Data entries
——————————

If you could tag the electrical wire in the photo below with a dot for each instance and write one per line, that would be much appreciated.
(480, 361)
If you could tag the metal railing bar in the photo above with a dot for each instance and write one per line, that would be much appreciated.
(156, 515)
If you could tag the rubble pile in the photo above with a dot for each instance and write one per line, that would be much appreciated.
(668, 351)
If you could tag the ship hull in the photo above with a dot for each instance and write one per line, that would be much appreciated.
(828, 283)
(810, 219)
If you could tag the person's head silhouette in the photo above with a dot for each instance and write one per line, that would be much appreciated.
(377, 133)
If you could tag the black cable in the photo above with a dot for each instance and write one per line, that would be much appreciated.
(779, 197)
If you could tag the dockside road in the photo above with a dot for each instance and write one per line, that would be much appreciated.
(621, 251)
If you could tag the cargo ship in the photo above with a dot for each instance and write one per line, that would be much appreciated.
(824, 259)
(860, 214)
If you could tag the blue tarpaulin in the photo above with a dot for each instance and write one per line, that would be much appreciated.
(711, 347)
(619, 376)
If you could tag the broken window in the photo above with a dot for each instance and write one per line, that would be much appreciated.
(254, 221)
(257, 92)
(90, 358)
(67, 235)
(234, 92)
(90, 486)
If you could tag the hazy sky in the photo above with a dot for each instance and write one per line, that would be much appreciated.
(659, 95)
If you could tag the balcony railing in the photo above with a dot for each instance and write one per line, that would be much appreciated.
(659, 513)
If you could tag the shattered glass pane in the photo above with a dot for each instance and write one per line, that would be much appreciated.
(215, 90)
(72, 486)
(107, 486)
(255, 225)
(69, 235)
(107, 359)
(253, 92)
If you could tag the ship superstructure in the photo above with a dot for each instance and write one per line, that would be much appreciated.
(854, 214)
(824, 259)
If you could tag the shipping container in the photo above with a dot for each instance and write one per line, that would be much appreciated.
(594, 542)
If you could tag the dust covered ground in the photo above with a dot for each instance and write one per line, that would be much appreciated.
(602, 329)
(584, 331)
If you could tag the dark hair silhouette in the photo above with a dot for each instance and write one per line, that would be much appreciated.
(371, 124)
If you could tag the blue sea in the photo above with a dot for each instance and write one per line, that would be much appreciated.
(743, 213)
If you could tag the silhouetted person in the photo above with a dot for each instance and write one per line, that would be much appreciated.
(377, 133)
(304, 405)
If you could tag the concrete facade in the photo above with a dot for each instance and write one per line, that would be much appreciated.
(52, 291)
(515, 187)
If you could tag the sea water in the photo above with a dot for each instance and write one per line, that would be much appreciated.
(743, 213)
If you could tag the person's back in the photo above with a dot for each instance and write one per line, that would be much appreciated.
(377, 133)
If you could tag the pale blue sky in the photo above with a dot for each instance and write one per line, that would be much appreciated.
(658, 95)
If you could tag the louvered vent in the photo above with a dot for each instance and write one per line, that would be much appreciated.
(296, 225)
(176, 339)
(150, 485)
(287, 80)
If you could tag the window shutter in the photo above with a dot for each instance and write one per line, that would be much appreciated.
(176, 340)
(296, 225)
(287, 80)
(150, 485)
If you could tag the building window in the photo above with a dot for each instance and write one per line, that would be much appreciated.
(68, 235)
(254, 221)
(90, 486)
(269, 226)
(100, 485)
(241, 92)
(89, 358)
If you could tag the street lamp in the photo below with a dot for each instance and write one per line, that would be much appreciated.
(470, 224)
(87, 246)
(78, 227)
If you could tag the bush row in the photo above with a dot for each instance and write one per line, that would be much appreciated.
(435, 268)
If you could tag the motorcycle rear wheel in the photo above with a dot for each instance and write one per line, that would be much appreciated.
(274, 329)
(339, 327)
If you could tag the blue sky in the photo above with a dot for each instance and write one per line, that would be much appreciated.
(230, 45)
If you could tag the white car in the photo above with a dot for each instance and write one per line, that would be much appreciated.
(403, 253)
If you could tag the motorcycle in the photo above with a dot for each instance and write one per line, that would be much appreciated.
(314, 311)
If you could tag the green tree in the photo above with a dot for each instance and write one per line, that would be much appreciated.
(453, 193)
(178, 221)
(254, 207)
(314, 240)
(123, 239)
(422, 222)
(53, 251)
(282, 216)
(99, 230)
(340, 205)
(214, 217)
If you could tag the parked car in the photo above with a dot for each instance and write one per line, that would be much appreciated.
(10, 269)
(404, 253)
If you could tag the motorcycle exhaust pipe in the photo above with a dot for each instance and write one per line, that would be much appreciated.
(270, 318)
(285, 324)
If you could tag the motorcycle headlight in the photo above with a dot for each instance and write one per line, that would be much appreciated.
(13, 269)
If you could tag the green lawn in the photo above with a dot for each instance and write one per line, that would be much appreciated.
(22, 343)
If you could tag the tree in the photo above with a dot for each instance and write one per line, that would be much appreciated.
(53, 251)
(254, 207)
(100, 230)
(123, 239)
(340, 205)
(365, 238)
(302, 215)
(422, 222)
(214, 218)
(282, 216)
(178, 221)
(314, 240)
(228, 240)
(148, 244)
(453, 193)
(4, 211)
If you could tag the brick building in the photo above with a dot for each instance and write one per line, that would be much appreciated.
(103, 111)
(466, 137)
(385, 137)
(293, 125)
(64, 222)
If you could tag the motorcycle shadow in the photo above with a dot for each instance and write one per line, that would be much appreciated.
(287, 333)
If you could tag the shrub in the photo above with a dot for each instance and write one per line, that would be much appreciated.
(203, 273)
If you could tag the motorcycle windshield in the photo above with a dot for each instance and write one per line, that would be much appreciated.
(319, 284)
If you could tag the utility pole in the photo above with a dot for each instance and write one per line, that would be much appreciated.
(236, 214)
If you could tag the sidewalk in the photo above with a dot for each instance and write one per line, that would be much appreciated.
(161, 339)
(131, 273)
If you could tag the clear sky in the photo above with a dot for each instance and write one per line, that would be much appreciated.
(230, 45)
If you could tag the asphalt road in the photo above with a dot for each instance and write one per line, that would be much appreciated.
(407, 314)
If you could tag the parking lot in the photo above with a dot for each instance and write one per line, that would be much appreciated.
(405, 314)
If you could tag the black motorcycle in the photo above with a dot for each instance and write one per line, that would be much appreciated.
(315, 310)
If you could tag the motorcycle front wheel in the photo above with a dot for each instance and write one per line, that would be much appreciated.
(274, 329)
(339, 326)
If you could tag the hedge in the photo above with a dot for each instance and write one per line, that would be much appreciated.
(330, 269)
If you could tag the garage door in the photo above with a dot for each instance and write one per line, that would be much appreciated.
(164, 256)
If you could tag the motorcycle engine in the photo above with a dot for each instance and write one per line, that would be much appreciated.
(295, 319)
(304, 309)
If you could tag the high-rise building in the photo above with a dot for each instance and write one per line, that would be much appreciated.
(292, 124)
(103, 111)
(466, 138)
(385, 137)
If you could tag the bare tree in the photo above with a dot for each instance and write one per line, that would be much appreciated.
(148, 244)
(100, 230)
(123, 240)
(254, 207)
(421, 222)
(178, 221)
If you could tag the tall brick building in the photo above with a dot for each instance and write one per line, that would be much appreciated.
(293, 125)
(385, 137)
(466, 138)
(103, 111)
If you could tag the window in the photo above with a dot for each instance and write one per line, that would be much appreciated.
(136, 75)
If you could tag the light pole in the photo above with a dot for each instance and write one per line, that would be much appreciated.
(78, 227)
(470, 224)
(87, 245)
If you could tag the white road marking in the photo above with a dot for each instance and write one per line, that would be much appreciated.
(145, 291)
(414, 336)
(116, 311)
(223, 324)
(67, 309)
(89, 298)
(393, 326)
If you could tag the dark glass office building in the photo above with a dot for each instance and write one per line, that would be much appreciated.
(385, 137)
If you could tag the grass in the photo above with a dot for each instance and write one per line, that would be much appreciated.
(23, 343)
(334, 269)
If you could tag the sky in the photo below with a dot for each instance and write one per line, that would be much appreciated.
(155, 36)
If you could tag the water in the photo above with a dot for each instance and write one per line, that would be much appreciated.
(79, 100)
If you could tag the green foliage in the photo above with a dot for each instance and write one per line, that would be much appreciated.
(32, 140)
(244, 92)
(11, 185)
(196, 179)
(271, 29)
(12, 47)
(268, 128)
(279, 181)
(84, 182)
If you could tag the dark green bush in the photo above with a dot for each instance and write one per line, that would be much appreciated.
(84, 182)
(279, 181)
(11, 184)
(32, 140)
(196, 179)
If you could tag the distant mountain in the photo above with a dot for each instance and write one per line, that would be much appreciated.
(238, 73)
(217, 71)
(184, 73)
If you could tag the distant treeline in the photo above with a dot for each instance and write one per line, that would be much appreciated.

——————————

## What is being asked
From the line containing "If you could tag the white road" to the last line of the material, please quote every line exactly and only those.

## Answer to this task
If you could tag the white road marking in the photo above with a dot for each instance and write one per line, that would be much appreciated.
(145, 291)
(414, 336)
(116, 311)
(223, 324)
(67, 309)
(89, 298)
(393, 326)
If you could tag the dark glass office building in the photo above with a dot for each instance and write one per line, that would be much appreciated.
(385, 137)
If you could tag the grass in the photo above with a dot for each instance and write one per line, that would be much appreciated.
(23, 343)
(334, 269)
If you could tag the sky in the photo below with a dot for each instance and write one per line, that would be much appreciated.
(155, 36)
If you could tag the water in the photo above with a dot for each instance and write one per line, that would be much appreciated.
(79, 100)
If you could tag the green foliage in the photo above with a dot for each instance and write one per line, that would be much appreciated.
(32, 140)
(244, 92)
(11, 185)
(196, 179)
(271, 29)
(12, 47)
(268, 128)
(279, 181)
(84, 182)
If you could tag the dark green bush in the photo above with a dot for each instance and write one per line, that would be much appreciated.
(84, 182)
(279, 181)
(11, 184)
(32, 140)
(196, 179)
If you could tag the distant mountain in the photo above with a dot for each instance and write one per line, that would be much appreciated.
(238, 73)
(217, 71)
(184, 73)
If you could tag the distant treeline in the photo above with a dot for each instance and write one per line, that would be much appreciated.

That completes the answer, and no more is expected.